• WHAT TO PRODUCE:
Please return the stretch of entries below from the line containing "as [[550, 286]]." through the line containing "[[57, 243]]", unchanged, with both of those lines included.

• GIVEN DATA:
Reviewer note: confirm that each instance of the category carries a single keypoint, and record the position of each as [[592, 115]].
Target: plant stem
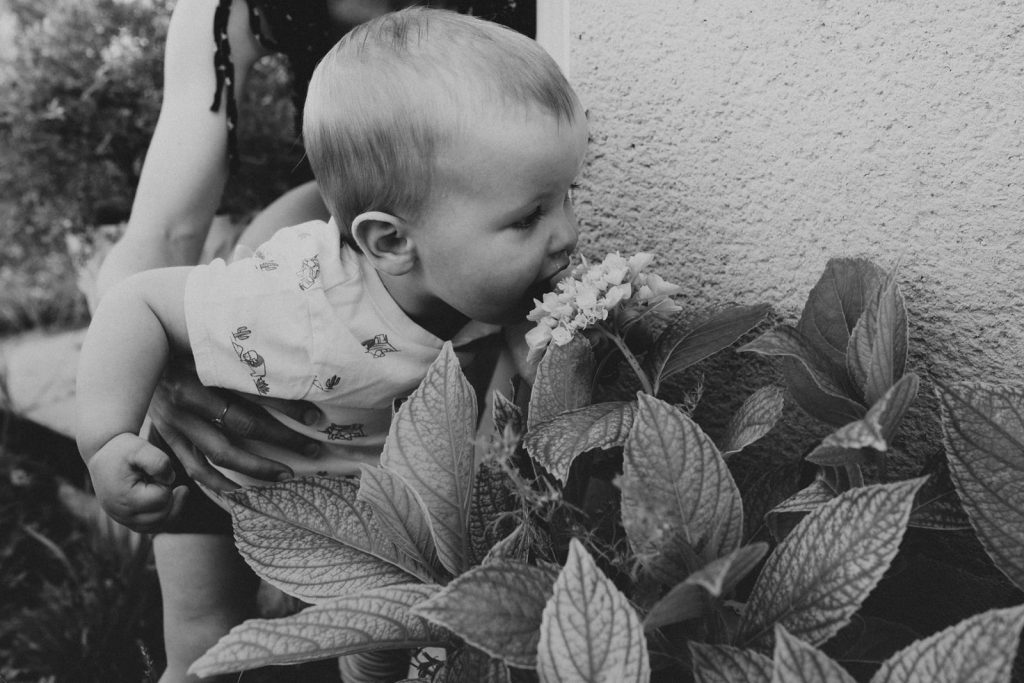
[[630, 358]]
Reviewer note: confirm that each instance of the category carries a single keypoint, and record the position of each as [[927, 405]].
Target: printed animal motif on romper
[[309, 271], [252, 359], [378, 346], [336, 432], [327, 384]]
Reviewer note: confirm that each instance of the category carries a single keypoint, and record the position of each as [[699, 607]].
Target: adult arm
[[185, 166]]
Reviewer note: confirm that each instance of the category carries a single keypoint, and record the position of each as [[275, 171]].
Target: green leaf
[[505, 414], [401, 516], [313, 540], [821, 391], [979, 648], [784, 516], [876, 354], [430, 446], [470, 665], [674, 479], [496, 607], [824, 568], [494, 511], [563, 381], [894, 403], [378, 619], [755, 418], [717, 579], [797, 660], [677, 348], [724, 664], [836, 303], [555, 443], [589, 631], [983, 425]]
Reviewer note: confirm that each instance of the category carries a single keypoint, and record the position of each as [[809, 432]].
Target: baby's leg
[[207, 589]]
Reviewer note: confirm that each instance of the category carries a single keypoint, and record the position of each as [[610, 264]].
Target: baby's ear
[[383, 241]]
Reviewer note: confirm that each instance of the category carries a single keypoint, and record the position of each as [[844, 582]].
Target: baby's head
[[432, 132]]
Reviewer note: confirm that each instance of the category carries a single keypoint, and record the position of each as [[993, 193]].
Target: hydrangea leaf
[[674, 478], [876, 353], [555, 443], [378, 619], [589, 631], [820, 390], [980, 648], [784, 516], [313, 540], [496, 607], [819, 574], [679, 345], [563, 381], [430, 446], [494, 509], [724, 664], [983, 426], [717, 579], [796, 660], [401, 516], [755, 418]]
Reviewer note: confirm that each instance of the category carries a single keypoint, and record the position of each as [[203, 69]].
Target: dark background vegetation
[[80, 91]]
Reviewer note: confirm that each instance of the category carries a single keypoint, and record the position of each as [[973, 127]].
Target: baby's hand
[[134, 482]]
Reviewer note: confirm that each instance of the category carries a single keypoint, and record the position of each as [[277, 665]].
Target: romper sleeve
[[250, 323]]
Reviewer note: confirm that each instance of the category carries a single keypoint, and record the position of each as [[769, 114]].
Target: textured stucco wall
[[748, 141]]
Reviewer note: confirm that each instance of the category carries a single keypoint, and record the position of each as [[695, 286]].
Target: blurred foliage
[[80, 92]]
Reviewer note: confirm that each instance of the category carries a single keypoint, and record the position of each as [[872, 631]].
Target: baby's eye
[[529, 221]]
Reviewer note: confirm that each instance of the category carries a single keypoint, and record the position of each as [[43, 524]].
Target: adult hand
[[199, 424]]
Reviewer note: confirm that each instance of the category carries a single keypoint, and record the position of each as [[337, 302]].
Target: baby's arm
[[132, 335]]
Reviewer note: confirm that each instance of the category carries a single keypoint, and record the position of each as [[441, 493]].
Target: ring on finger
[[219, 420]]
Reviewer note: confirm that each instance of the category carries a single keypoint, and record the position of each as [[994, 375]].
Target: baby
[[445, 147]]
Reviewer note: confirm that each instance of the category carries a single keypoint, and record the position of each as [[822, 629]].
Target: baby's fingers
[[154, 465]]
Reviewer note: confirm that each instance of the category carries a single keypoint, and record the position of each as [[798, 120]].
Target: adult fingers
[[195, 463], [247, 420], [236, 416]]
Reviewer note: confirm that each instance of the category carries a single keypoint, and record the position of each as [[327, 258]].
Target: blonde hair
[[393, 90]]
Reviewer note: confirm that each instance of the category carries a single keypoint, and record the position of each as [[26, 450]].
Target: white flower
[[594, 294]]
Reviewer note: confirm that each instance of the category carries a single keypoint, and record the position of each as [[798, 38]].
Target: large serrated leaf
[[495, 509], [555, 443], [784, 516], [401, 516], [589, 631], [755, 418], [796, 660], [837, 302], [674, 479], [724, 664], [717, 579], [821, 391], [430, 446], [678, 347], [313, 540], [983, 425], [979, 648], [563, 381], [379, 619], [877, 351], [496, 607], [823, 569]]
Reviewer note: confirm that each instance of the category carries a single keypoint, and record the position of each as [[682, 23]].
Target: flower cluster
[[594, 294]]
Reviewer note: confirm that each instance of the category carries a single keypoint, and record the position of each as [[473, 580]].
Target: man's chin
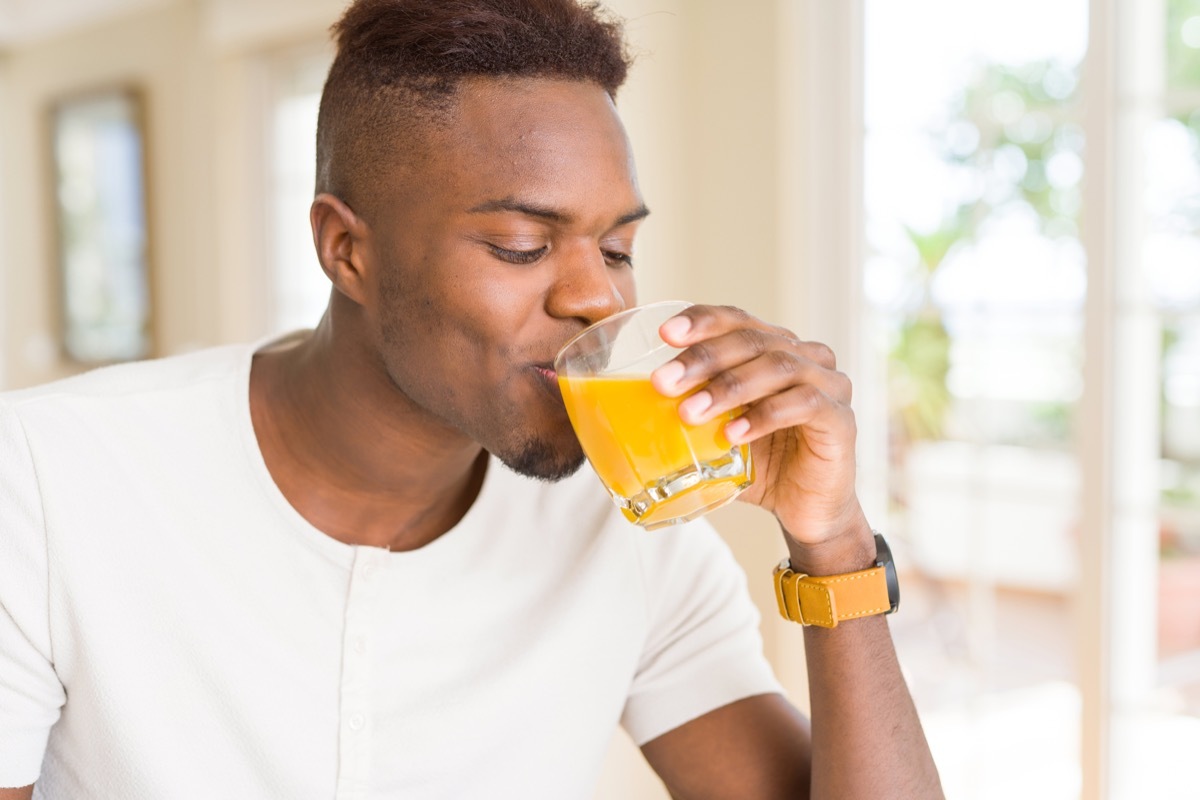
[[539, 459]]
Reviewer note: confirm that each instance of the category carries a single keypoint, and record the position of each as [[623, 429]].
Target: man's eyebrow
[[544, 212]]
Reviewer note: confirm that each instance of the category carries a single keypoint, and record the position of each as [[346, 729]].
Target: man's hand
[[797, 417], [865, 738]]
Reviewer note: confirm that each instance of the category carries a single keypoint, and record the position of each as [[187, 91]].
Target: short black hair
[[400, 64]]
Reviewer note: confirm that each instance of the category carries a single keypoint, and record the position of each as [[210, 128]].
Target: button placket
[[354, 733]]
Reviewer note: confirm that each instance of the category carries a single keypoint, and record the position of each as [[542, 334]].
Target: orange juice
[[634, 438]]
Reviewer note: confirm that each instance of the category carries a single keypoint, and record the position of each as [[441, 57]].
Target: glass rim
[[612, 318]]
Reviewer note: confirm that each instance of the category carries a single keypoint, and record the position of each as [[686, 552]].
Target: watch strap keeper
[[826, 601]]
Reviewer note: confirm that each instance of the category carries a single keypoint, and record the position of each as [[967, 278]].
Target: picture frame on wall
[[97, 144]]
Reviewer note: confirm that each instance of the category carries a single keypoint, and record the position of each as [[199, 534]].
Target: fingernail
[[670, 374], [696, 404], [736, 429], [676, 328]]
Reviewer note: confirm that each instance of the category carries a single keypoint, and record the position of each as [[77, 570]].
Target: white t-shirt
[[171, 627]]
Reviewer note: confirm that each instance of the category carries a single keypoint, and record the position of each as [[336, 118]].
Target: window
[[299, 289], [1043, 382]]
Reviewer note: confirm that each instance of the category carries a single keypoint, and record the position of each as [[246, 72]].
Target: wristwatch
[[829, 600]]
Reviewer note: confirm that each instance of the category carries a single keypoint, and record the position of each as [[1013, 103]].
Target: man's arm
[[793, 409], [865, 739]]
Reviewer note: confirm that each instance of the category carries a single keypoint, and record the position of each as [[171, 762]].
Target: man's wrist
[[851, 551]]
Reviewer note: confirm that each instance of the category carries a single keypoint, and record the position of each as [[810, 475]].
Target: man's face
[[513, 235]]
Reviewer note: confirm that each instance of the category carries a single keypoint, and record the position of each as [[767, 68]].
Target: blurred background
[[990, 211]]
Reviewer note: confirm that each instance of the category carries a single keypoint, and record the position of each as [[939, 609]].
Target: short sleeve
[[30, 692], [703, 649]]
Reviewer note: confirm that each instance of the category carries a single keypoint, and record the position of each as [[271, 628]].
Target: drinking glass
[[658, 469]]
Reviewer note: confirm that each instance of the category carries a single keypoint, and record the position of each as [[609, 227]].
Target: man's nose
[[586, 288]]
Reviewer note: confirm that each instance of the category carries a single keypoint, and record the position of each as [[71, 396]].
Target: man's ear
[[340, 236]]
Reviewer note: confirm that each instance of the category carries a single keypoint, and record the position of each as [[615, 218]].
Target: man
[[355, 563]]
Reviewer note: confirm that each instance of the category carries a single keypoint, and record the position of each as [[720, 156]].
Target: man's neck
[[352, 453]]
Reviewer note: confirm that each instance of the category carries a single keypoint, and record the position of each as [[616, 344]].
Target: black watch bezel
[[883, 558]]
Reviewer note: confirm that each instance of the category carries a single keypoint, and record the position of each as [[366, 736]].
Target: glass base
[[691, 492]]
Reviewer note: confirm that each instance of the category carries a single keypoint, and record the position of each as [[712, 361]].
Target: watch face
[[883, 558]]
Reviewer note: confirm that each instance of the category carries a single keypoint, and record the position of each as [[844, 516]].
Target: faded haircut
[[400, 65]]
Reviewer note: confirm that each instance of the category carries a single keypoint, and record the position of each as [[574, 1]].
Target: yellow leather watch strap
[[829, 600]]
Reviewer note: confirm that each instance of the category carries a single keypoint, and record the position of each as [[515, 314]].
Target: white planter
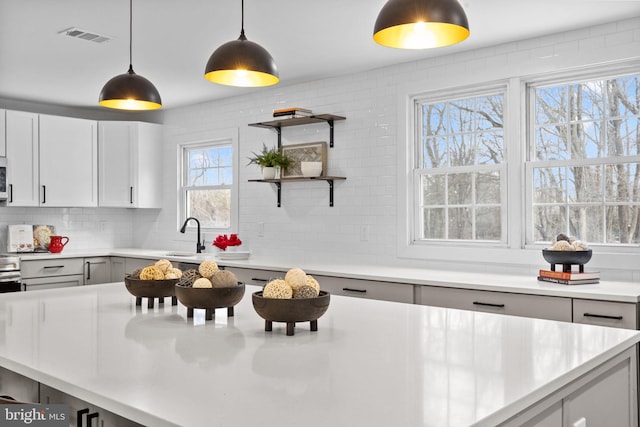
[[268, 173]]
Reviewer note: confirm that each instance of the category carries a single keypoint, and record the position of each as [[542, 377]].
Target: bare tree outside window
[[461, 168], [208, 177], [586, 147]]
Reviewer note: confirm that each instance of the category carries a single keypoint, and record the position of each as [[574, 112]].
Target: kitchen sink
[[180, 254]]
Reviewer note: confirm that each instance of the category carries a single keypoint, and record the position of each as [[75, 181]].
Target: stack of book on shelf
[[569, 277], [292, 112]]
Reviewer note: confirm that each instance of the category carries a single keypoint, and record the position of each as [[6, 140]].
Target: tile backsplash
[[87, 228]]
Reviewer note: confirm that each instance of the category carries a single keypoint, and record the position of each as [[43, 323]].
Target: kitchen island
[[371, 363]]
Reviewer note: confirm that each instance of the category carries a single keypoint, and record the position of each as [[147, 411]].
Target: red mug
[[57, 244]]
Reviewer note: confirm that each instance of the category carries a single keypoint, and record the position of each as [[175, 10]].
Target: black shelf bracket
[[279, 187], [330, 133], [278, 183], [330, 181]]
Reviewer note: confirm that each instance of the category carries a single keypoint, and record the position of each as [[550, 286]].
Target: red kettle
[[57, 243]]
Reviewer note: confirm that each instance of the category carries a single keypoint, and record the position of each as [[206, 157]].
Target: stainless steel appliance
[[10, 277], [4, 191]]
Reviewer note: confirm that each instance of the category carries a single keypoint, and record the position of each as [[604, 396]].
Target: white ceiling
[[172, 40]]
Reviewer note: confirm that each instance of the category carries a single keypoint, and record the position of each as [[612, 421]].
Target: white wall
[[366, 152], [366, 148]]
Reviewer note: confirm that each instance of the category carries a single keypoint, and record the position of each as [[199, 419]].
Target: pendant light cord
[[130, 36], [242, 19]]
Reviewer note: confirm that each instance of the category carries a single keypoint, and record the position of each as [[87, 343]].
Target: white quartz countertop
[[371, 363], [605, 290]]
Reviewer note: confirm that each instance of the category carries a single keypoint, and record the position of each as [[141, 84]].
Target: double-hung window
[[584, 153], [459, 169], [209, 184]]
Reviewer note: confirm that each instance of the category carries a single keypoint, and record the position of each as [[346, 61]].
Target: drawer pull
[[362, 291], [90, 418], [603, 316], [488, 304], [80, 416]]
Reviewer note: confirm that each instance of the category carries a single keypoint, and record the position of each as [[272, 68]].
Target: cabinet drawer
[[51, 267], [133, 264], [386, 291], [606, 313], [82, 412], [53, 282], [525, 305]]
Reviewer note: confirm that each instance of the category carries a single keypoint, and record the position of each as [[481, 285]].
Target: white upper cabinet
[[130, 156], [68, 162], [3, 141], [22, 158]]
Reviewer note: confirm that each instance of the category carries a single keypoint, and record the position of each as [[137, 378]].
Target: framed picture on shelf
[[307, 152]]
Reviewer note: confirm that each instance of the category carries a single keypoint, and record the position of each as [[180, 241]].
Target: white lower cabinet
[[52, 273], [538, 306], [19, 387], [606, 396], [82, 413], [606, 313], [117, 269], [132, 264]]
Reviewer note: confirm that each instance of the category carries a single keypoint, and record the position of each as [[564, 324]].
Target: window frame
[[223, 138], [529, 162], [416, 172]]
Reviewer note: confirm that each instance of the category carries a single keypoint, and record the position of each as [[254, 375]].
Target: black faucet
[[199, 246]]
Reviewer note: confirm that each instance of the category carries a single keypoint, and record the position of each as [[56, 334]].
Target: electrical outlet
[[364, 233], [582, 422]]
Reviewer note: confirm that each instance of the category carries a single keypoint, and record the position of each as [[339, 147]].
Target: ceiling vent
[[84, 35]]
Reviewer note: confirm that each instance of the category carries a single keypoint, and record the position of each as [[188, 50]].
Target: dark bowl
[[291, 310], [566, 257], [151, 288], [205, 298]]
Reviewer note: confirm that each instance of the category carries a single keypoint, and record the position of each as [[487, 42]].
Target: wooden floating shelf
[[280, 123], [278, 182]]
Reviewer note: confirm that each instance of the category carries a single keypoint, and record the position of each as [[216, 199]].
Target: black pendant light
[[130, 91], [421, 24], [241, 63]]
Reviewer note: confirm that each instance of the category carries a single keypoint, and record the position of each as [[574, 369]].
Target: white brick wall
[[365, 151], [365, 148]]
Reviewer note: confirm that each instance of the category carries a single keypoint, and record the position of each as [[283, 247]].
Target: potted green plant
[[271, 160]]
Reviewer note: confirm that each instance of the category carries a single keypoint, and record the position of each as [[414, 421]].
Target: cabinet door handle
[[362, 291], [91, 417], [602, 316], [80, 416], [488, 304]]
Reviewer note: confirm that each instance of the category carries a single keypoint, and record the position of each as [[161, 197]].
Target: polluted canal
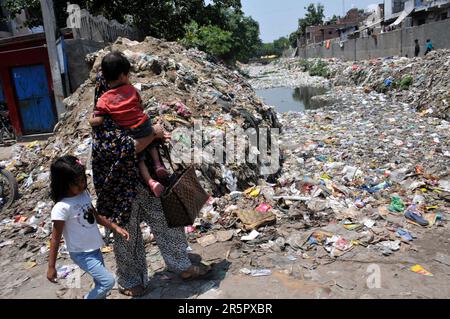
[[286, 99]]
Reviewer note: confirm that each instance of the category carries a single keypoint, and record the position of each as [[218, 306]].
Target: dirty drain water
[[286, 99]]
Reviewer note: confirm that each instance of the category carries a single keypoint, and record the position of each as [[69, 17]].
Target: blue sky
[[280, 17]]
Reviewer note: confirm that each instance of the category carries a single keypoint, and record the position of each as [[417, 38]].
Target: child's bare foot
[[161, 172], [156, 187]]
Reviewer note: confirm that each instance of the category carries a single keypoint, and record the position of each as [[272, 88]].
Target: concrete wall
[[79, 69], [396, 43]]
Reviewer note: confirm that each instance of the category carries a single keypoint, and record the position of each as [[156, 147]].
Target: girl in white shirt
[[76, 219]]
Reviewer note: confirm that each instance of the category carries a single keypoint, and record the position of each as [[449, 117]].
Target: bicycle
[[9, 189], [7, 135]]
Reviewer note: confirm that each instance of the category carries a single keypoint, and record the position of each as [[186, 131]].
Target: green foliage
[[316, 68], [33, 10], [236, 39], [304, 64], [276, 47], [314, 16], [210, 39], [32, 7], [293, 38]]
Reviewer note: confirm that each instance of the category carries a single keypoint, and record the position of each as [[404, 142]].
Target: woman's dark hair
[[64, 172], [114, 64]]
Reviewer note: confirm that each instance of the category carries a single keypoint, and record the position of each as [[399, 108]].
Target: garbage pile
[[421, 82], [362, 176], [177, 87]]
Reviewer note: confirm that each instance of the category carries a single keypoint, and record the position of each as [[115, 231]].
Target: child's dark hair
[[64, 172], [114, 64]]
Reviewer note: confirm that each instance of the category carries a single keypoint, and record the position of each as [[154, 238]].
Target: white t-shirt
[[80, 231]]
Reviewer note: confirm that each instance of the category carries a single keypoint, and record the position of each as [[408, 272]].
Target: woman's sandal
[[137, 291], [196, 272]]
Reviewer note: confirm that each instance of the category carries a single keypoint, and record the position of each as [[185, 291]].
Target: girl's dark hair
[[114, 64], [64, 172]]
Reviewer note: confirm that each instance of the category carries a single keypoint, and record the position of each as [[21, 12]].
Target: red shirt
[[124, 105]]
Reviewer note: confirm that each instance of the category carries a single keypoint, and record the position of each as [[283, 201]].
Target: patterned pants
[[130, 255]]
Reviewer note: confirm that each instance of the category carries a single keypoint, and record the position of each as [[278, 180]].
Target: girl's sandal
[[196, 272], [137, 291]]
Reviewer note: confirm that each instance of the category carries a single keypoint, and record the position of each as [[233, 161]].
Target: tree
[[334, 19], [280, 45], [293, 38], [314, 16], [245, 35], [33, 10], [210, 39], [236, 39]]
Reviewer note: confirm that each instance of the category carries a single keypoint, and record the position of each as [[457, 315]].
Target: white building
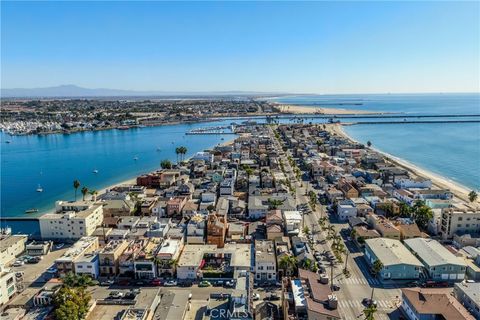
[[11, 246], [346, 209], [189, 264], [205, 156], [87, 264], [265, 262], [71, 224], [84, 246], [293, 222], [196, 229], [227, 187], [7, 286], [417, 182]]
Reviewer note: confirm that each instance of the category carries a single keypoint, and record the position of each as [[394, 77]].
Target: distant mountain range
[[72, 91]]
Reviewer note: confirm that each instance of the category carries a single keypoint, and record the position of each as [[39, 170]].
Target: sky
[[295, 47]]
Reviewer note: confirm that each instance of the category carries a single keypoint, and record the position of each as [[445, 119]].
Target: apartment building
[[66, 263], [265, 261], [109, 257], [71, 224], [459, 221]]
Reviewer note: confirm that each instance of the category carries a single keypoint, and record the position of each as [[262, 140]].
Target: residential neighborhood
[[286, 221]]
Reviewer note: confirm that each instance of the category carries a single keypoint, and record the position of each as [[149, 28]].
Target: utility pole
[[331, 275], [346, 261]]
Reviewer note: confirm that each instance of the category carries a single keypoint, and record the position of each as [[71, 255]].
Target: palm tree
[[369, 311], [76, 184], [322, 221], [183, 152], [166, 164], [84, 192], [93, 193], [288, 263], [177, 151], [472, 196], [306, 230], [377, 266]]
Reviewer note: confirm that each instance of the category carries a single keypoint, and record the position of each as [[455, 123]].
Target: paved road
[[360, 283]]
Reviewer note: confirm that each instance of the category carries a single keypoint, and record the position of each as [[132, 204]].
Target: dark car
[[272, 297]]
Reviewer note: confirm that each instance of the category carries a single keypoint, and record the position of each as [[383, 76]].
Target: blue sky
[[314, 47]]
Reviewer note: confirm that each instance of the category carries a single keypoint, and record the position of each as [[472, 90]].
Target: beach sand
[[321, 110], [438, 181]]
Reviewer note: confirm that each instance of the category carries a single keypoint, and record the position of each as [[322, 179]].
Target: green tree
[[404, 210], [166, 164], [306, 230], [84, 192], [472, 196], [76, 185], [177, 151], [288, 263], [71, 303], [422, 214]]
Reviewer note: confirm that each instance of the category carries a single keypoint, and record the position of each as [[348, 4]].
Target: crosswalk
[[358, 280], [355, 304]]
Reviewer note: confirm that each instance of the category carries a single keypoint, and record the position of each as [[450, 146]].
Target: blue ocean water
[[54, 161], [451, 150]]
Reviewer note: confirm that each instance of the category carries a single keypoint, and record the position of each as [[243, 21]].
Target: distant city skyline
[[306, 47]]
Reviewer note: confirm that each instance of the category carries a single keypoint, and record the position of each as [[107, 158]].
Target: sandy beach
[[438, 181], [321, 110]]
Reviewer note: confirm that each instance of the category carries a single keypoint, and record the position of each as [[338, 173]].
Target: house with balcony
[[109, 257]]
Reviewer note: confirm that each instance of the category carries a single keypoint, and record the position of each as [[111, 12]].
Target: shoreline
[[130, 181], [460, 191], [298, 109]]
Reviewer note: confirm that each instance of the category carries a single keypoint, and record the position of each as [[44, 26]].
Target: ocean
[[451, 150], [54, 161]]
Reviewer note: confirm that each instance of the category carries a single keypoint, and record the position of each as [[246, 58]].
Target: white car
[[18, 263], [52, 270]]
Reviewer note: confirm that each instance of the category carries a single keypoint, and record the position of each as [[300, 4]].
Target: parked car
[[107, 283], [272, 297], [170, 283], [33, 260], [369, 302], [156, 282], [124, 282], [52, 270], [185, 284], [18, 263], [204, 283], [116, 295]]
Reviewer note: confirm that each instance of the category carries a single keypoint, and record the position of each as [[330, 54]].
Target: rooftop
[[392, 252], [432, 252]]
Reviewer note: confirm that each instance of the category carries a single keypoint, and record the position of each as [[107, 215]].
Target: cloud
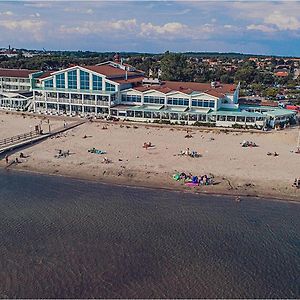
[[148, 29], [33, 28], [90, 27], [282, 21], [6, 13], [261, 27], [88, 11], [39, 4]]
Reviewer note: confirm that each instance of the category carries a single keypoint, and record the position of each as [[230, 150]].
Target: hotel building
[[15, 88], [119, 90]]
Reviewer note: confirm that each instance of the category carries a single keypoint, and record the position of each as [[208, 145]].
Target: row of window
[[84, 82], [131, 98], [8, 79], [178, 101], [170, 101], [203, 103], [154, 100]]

• THE SOLUTION:
Reviewer note: confirm that each instance of the category carries a single keypoint, and record the position of each as [[550, 286]].
Target: red kettle
[[57, 243]]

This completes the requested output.